STUDY QUESTIONS ->
(a) In the passage on deer browsing garden plants, how many blooms survived in the plot of a dozen botanical tulips?
(b) Please carry on the passage about deer browsing garden plants, starting after its final sentence.

DOCUMENT PASSAGE ->
It wasn’t unusually cold but this must’ve been a looooong winter for our local deer. They’re feeding on things they don’t even like.

species tulips - browsed by deer,
photo by SVSeekins

Gardeners know that deer like tulips.  But the smaller species tulips have always been safe.  Not this year.  Check this out: in a plot of a dozen botanical tulips- only 4 blooms survive.  It looks like a deer snacked on leaves, then came back a few days later to taste-test the flowers. The flavour must be pretty bad because someone didn’t clean his plate.

laurel browsed by deer
photo by SVSeekins

Each winter the deer get hungry enough to nibble on some of the broad-leaved evergreens. This laurel has never been chewed down like this before.  There’s a toxin in laurels, so deer avoid it most of the time.  I’ll bet this browsing session caused indigestion!

MATERIAL SHOWN ->
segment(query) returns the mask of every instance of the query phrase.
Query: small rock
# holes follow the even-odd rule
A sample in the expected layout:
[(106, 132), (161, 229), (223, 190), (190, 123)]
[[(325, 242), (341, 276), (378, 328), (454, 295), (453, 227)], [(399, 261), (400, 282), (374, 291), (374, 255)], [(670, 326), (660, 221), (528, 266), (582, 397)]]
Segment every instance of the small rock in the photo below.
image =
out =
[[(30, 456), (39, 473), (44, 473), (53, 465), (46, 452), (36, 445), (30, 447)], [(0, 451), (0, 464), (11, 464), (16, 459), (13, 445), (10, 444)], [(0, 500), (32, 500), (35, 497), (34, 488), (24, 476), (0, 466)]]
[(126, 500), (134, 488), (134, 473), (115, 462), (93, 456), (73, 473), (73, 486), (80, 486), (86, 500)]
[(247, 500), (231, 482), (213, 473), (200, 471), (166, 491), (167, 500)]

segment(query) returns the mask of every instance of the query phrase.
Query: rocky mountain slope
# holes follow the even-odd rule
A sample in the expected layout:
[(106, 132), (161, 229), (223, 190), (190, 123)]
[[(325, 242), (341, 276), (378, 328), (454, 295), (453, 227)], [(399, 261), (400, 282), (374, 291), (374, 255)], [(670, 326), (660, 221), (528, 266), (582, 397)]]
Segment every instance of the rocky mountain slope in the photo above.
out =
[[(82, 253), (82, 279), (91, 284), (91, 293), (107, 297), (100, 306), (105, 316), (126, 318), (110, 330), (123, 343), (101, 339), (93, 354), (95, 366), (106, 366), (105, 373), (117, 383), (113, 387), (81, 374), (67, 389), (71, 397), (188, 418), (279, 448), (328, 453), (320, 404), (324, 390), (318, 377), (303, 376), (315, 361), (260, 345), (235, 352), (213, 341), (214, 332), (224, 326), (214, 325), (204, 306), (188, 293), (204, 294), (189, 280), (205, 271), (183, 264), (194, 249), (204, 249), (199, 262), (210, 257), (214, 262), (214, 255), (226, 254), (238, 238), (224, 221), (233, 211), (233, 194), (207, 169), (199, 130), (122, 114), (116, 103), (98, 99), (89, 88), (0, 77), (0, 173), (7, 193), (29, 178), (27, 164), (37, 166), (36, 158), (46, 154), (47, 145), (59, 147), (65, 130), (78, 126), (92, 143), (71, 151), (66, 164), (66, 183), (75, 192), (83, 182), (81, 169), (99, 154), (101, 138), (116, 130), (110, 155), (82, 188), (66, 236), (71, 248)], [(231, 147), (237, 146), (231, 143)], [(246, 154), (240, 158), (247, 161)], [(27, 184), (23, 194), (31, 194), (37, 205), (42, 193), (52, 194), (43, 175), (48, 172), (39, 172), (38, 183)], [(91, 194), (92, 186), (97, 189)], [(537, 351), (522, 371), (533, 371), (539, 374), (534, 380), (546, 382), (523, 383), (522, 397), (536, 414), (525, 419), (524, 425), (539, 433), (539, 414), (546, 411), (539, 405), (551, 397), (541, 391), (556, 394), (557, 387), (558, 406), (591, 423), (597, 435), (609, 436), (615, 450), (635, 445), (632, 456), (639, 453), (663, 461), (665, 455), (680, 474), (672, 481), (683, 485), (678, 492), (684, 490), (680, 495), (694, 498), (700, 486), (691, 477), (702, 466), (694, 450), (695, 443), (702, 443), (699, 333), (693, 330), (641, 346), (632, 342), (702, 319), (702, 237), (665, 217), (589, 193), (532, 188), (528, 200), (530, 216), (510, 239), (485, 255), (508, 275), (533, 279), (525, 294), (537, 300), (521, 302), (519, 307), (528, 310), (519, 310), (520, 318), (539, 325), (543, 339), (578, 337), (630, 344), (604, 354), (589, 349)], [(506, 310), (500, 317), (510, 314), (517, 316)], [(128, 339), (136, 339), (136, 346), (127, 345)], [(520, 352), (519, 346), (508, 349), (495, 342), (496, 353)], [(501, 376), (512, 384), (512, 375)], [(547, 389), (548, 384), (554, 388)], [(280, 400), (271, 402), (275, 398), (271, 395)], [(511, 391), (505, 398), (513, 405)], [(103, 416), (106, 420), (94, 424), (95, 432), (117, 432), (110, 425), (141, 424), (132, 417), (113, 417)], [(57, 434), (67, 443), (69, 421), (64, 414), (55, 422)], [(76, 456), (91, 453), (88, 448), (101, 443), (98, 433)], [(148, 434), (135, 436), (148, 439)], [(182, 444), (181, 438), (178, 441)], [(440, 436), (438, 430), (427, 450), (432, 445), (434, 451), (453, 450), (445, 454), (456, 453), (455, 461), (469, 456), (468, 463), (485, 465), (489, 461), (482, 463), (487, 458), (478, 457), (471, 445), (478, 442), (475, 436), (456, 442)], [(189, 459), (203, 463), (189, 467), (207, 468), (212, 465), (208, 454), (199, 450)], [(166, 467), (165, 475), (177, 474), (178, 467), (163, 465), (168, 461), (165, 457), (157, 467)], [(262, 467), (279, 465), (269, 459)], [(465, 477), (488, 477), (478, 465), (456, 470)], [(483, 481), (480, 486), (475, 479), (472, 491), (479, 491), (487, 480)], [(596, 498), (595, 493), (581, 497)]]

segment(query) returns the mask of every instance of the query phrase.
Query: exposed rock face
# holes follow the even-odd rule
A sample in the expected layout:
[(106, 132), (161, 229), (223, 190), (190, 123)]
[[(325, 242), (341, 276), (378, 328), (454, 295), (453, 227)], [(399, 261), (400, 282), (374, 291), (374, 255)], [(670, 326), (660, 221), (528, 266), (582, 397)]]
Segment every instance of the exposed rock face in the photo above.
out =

PER-TASK OUTPUTS ->
(a) Four blooms survived.

(b)
variegated yucca browsed by deer
photo by SVSeekins

Even variegated yucca is looking tattered & much worse for wear.  In our garden, the deer always take the bloom before it opens, but the leaves – – they’re so sharp  & tough & stringy!!  Good grief.  Aside from the toxicity factor, how is it even palatable?

I’ll bet the herd is glad the spring growth is on its way.

But then again…
Even in the growing season, the deer on Mt. Tolmie have taken to eating Lily of the Valley.  They never used to do that.

Licorice fern, Polypodium glycyrrhiza,Polypodium occidentale, Polypodium vulgare subsp. occidentale, many footed fern, sweet root, , garden Victoria, Vancouver Island, BC, Pacific Northwest
photo by SVSeekins

We used to have lush licorice fern in the yard.  Now it’s barely holding on.

There must be some other reason than the scarcity of winter.  I reckon it’s because our urban herd is growing, as is human density.  This dynamic presents some challenges:

  • Housing is taking up a higher percentage of space in a city lot.
  • In turn, that increased housing is reducing the size & number of gardens.
  • There are more & more urban deer – – grazing on fewer & smaller gardens.
  • The deer are getting hungry.

I’ve improved some of the caging around our garden beds.  I’m not much of a fan of that look, but it’s better than naked shrubs & dead perennials.  It’s getting more difficult to decide which plantings to leave exposed.
I still enjoy seeing wildlife in our neighbourhood.
We’re both caught between a rock & a hard place.